- PROMPT -
Print exactly what appears from the line containing "Target: gray curtain panel" through the final line of the data below, pictures excluded.

- Source records -
**********
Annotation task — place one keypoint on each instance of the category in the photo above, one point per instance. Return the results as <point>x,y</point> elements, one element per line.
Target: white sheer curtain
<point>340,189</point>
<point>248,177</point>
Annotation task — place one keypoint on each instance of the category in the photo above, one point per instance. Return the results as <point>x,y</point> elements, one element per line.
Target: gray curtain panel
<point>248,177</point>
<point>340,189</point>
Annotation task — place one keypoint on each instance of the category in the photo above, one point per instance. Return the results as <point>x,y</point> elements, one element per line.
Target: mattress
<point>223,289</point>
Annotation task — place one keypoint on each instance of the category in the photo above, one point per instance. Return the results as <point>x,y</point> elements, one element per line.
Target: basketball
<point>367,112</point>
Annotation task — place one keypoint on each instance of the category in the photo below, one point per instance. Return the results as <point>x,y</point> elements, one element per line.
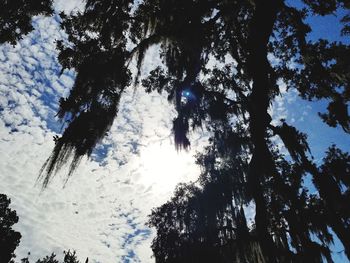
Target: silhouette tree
<point>69,257</point>
<point>9,238</point>
<point>206,221</point>
<point>16,16</point>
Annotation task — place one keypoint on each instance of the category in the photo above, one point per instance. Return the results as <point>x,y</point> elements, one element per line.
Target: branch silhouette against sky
<point>263,194</point>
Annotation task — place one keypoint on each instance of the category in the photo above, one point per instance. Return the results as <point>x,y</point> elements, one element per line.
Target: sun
**********
- WORKED SOLUTION -
Target: gray curtain panel
<point>248,177</point>
<point>340,189</point>
Annotation task — place one keypoint on each instance of the category in the photo above, one point per instance. Return the results as <point>x,y</point> elements, one element per line.
Target: mattress
<point>223,289</point>
Annotation task — place one keypoint on each instance of the category in the photo above, one point per instance. Return the results as <point>x,y</point> elements, one element per line.
Target: basketball
<point>367,112</point>
Annotation task — place one keypoint on each instance of the category in the photo below, one point per instance. Return the results as <point>x,y</point> elements, one element per line.
Target: silhouette tree
<point>69,257</point>
<point>9,238</point>
<point>206,221</point>
<point>16,16</point>
Annotation task — place one keypoint on each instance of the category in the photo above, one point per instance. Return the results as <point>x,y</point> elements, one element per line.
Target: branch silhouette against sky
<point>263,194</point>
Annotation task — place one keypoint on each instance of the category in the photo above, one point per instance. Return the results as <point>x,y</point> elements, one element per line.
Target: sun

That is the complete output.